# Assignment
What's needed is a full, exact retyping of the records.

# Material for the task
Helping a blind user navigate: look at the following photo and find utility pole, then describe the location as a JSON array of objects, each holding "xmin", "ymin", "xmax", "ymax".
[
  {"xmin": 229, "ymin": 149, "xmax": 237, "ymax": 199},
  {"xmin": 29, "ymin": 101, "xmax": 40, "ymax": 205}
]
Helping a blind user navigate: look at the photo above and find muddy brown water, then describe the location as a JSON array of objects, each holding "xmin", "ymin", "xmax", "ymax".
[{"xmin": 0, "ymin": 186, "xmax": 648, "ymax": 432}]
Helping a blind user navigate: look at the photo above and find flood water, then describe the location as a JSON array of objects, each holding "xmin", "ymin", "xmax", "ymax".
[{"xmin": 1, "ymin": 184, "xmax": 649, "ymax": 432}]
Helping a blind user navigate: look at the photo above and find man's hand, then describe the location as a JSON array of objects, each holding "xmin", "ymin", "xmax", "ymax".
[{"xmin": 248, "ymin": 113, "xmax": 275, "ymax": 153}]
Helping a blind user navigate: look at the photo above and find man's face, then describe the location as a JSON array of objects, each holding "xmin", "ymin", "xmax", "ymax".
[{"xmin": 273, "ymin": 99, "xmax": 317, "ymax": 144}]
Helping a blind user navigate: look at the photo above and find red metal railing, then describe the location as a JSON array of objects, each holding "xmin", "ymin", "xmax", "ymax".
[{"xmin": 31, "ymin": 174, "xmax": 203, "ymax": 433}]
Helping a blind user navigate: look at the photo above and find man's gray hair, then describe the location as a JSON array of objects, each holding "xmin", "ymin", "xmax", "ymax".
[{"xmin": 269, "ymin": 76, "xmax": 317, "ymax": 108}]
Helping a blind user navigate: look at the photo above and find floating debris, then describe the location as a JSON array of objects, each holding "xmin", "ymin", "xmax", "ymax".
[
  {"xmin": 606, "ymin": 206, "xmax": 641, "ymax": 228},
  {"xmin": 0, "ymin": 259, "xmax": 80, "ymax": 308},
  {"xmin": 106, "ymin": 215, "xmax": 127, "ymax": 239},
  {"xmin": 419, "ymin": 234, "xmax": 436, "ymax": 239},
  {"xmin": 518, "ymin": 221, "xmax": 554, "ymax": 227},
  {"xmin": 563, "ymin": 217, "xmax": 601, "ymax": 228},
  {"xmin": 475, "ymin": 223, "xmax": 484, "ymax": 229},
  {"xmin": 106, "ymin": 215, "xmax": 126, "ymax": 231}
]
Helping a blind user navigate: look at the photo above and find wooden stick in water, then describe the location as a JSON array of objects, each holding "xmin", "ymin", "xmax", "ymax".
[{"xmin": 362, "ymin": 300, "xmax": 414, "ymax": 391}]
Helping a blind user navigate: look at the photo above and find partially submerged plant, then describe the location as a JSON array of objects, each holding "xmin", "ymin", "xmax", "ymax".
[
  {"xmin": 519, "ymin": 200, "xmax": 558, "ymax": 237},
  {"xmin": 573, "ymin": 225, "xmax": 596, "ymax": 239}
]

# Answer to this exercise
Helping a blind user navigate: look at the following photo and find utility pole, then describe the location as a JSON array of objects, each holding "xmin", "ymin", "xmax", "ymax".
[
  {"xmin": 229, "ymin": 149, "xmax": 237, "ymax": 199},
  {"xmin": 29, "ymin": 101, "xmax": 40, "ymax": 205}
]
Helping a blind user navigate: look at the photo above and find muddy brown water, then describe the location as a JSON array of objects, each holding "xmin", "ymin", "xmax", "ymax".
[{"xmin": 0, "ymin": 186, "xmax": 648, "ymax": 432}]
Helping a blind user navigate: look at the photo above and find flood water, then describe the location as a JSON array of objects, each holding "xmin", "ymin", "xmax", "ymax".
[{"xmin": 1, "ymin": 184, "xmax": 649, "ymax": 432}]
Helping a blind user navigate: look at the photo above and find man's hand, then describe the location as a JSON array of objects, each holding "xmin", "ymin", "xmax", "ymax".
[{"xmin": 248, "ymin": 113, "xmax": 275, "ymax": 153}]
Helping a blind user navigate: look at the photo above and find man's face, then describe the location as a JSON array of objects, each holding "xmin", "ymin", "xmax", "ymax".
[{"xmin": 273, "ymin": 99, "xmax": 317, "ymax": 144}]
Helping a blind user navigate: look at the photo above and find red metal railing, then describe the location as a JSON array of objects, each holding "xmin", "ymin", "xmax", "ymax".
[{"xmin": 31, "ymin": 174, "xmax": 203, "ymax": 433}]
Helping a blind user navigate: look at the photo above and find man's gray hair, then describe the location as a JSON array of objects, each holding "xmin", "ymin", "xmax", "ymax".
[{"xmin": 269, "ymin": 76, "xmax": 317, "ymax": 108}]
Helping a blind user navigate: look at the photo above and find floating debris, then describe the location as a JSON array of objects, each holding "xmin", "ymin", "xmax", "ymax".
[
  {"xmin": 606, "ymin": 206, "xmax": 641, "ymax": 228},
  {"xmin": 0, "ymin": 259, "xmax": 80, "ymax": 308},
  {"xmin": 106, "ymin": 215, "xmax": 127, "ymax": 239},
  {"xmin": 419, "ymin": 234, "xmax": 436, "ymax": 239},
  {"xmin": 518, "ymin": 221, "xmax": 554, "ymax": 227},
  {"xmin": 563, "ymin": 217, "xmax": 601, "ymax": 228},
  {"xmin": 475, "ymin": 223, "xmax": 484, "ymax": 229},
  {"xmin": 106, "ymin": 215, "xmax": 126, "ymax": 231}
]
Helping a blind user navigate: look at the photo above and find wooden stick in water, then describe the location as a JSON array of objects, each holding "xmin", "ymin", "xmax", "ymax".
[{"xmin": 362, "ymin": 300, "xmax": 414, "ymax": 391}]
Helping a blind user navigate: look at the photo above and find partially submerged plant, then describe the location as a JSON array of objects, each holding "xmin", "ymin", "xmax", "ymax".
[
  {"xmin": 519, "ymin": 200, "xmax": 558, "ymax": 237},
  {"xmin": 573, "ymin": 225, "xmax": 596, "ymax": 239}
]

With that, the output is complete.